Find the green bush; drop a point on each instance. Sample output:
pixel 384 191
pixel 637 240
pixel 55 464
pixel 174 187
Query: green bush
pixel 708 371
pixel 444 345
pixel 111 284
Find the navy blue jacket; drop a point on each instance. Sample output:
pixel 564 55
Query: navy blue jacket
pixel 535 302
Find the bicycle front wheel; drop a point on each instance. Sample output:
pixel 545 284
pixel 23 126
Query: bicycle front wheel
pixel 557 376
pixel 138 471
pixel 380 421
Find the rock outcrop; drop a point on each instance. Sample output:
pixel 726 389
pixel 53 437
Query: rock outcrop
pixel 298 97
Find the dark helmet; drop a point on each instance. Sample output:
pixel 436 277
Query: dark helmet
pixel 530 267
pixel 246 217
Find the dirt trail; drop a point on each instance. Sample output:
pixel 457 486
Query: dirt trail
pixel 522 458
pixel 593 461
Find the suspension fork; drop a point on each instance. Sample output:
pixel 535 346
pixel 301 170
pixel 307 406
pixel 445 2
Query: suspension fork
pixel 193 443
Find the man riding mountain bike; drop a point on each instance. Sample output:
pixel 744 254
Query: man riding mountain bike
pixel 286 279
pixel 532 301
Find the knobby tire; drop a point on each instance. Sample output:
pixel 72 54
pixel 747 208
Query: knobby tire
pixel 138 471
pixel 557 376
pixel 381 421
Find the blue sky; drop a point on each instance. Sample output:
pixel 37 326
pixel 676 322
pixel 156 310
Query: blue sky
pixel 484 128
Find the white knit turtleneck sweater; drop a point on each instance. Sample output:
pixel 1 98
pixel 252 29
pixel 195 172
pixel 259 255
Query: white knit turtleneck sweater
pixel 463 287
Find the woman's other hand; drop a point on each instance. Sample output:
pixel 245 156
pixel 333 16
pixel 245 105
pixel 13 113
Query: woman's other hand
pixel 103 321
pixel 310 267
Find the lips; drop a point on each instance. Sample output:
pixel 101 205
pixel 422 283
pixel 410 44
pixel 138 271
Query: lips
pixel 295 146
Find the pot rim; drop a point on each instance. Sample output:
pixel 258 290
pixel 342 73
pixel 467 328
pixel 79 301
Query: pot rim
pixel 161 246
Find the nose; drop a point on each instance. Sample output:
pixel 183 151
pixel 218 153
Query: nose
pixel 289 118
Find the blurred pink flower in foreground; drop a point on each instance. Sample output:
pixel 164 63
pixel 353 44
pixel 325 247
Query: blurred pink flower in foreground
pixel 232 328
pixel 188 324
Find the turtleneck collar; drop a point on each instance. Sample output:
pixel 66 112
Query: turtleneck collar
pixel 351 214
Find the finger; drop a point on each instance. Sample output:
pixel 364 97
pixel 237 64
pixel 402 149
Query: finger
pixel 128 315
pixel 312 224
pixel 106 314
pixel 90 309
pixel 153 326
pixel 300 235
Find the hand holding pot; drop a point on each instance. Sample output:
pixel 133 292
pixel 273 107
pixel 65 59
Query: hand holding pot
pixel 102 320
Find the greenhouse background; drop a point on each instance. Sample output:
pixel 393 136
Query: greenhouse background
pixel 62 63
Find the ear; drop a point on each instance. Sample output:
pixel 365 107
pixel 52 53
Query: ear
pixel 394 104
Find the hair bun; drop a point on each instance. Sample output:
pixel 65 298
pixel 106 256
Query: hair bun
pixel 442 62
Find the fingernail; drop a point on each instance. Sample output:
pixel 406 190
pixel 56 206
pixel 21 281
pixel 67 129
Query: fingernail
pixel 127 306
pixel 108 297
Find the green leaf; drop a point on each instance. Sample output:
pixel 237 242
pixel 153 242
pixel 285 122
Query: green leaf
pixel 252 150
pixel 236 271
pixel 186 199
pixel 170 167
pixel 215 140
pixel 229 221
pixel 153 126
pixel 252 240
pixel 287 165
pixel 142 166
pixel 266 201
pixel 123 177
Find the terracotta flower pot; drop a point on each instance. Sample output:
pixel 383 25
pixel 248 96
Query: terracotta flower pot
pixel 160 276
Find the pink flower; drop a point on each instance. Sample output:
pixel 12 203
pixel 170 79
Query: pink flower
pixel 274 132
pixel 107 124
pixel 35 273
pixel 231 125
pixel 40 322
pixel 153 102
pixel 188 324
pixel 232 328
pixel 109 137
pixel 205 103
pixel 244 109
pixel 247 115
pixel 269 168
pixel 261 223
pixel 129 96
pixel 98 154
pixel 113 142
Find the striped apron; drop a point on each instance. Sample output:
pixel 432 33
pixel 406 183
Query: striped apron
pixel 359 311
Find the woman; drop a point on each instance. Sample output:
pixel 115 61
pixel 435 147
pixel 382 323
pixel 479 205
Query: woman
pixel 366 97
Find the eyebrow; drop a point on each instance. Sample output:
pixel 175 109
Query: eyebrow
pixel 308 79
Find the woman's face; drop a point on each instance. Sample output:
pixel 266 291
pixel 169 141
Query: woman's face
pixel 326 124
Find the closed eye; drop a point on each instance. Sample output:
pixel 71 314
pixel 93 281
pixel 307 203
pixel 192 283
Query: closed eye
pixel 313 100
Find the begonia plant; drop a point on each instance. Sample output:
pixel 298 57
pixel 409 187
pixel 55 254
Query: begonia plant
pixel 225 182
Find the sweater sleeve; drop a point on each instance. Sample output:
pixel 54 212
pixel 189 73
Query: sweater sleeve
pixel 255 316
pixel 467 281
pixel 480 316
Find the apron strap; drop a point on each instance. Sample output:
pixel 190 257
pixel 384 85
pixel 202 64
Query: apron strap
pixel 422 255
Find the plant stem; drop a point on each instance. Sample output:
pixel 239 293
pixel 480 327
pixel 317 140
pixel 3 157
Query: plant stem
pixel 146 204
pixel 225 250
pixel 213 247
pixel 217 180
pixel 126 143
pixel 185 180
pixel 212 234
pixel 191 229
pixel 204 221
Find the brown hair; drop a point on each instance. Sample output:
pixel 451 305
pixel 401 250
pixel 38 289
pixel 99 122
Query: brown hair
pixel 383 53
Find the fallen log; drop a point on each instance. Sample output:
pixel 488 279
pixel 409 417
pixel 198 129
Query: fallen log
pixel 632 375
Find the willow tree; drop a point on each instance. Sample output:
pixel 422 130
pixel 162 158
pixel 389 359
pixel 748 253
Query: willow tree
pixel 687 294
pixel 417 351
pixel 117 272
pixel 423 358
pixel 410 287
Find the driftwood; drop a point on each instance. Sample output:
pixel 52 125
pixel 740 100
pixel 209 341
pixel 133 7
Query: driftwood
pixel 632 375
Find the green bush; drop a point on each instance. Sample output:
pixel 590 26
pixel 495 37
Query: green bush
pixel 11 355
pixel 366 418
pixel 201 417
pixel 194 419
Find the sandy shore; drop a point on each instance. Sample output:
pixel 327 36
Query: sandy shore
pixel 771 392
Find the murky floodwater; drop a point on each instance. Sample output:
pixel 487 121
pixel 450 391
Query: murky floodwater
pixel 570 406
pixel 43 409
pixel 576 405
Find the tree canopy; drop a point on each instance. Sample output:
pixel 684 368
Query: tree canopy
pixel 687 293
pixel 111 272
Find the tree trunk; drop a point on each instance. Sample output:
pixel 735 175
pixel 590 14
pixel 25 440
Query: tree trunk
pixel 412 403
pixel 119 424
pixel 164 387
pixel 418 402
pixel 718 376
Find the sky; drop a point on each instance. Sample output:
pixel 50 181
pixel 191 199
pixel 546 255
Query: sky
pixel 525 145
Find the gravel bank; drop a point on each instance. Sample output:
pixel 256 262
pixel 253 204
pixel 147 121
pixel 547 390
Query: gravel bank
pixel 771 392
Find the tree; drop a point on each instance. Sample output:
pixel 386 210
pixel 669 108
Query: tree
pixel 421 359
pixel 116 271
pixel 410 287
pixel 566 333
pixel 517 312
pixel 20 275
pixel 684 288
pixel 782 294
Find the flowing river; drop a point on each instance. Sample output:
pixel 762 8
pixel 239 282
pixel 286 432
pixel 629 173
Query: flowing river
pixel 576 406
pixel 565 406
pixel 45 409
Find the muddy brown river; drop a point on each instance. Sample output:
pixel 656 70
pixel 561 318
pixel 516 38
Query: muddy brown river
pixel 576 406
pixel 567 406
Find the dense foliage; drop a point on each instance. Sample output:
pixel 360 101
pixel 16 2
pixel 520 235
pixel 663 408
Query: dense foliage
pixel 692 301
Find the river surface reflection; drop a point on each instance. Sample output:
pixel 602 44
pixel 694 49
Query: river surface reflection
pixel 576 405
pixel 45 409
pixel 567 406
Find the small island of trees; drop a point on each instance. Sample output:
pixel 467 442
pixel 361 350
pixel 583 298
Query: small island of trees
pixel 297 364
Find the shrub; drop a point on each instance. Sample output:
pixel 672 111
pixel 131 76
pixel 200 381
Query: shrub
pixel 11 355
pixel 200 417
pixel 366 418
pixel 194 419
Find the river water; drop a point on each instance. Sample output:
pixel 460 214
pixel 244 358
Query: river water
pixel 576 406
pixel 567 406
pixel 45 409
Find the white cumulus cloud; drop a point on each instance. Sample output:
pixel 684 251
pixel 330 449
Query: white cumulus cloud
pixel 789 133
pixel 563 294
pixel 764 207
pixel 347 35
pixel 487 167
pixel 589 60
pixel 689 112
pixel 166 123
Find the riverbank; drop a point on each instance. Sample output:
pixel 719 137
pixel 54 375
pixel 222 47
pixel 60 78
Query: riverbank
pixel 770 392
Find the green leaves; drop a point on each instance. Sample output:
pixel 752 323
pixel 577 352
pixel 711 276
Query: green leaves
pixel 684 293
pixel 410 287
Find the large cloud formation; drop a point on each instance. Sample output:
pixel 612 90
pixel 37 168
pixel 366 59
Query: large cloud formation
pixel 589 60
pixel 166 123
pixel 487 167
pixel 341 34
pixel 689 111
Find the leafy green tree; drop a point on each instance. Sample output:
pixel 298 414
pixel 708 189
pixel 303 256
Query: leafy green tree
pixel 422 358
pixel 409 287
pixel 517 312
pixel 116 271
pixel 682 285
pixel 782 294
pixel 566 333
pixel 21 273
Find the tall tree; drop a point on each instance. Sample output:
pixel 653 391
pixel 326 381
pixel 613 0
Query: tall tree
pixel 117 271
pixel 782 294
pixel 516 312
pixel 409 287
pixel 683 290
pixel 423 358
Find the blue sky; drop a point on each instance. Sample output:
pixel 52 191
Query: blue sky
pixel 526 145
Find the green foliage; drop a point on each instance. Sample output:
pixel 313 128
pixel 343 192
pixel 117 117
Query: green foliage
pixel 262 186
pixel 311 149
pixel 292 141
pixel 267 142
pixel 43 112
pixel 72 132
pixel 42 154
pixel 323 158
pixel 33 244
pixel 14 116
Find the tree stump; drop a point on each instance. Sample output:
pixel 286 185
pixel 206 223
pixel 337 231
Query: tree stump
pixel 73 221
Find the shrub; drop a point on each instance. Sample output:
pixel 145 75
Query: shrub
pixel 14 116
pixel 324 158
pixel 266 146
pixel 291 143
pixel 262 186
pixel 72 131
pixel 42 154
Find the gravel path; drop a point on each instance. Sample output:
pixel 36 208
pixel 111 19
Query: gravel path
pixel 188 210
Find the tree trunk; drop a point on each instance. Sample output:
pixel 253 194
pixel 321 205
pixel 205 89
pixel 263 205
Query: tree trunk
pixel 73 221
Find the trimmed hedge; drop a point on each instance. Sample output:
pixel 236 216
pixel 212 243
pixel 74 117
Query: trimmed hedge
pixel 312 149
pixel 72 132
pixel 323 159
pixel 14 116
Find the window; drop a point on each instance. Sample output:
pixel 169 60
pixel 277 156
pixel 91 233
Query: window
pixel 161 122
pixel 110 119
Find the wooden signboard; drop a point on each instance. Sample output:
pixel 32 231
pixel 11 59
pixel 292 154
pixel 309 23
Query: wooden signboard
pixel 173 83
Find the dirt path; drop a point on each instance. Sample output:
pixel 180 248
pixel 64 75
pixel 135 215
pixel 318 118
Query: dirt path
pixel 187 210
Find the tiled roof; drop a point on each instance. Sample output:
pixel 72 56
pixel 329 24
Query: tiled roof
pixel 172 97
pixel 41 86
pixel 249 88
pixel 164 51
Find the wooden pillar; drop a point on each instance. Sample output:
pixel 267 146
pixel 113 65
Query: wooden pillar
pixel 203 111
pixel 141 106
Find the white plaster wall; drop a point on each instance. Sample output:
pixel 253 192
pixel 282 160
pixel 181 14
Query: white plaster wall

§ TO DO: Search the entries above for the word "plaster", and copy every line where it occurs.

§ RESULT OF THE TASK:
Find the white plaster wall; drop a point on each instance. Sample output:
Query: white plaster wall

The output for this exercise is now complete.